[CONSIGNE]
Recopiez, dans le texte sur la vue et le toucher, le passage qui commence par « En réalité, il » et se poursuit jusqu'à « de son œil. » inclus, sans rien y changer.

[TEXTE FOURNI]

###

Afin de mieux comprendre l’insuffisance de ces notions, que ceux qui traitent de ces questions échangent pourtant comme une monnaie fiduciaire, considérons une affirmation qui satisfait beaucoup de gens : nous voyons, tant que la vue n’est pas éduquée par le toucher, tous les objets sur un plan. Si on leur demande sur quel plan, ils diront, je pense, que c’est sur un plan à peu près vertical situé à une distance mal déterminée, parce que c’est sur un plan de ce genre que les peintres ont l’habitude de nous représenter des hommes, des troupeaux et des arbres, par des couleurs juxtaposées. Mais il est à remarquer que le peintre nous représenterait également bien de telles images sur un plan incliné, par rapport à nous qui regardons, d’une façon quelconque, et aussi sur une sur face sphérique, ou sur n’importe quelle surface tout à fait irrégulière, ou même sur plusieurs surfaces situées les unes derrière les autres, et se cachant les unes les autres en partie. Lors donc que je dis : je vois les objets comme s’ils étaient peints sur un plan, je dis quelque chose de tout à fait arbitraire ; je les vois ainsi, parce qu’il me plaît d’imaginer un plan dressé verticalement à quelque distance de moi, et sur lequel des couleurs seraient distribuées. Mais cette imagination elle-même suppose l’exercice du toucher, car je me représente alors que ce plan limiterait et réglerait, dans certaines conditions, les mouvements de mon corps et de ma main. On voit par là à quel point il est inexact de dire que la représentation d’une étendue plane et colorée est une perception naturelle de la vue.

En réalité, il est impossible de dire ce que c’est que voir, tant que la notion d’une chose unique, qui est en même temps touchée et vue, ou qui est conçue comme pouvant l’être, n’est pas présupposée. Et il n’est même pas permis de dire que les images sont connues primitivement comme étant en contact avec l’œil même ; l’aveugle-né opéré de la cataracte, qui voulait écarter les images visuelles avec sa main, montrait bien par là qu’il les considérait déjà comme des objets tangibles. Et, même s’il s’était borné à éprouver des sensations dans son œil, de telles sensations auraient enfermé déjà la perception d’une région de son corps, d’une chose tangible, de son œil.

###

[ENTRÉES FOURNIES]
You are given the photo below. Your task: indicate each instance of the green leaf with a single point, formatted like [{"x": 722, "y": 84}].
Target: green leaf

###

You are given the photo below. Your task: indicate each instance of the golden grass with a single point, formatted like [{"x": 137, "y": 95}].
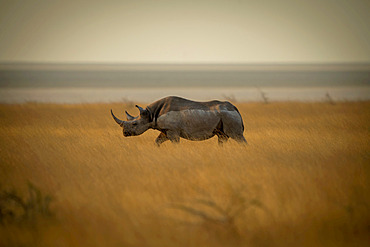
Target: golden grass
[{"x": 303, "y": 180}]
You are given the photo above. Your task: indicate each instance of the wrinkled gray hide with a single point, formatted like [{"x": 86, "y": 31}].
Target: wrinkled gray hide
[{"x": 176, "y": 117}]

###

[RÉPONSE]
En réalité, il est impossible de dire ce que c’est que voir, tant que la notion d’une chose unique, qui est en même temps touchée et vue, ou qui est conçue comme pouvant l’être, n’est pas présupposée. Et il n’est même pas permis de dire que les images sont connues primitivement comme étant en contact avec l’œil même ; l’aveugle-né opéré de la cataracte, qui voulait écarter les images visuelles avec sa main, montrait bien par là qu’il les considérait déjà comme des objets tangibles. Et, même s’il s’était borné à éprouver des sensations dans son œil, de telles sensations auraient enfermé déjà la perception d’une région de son corps, d’une chose tangible, de son œil.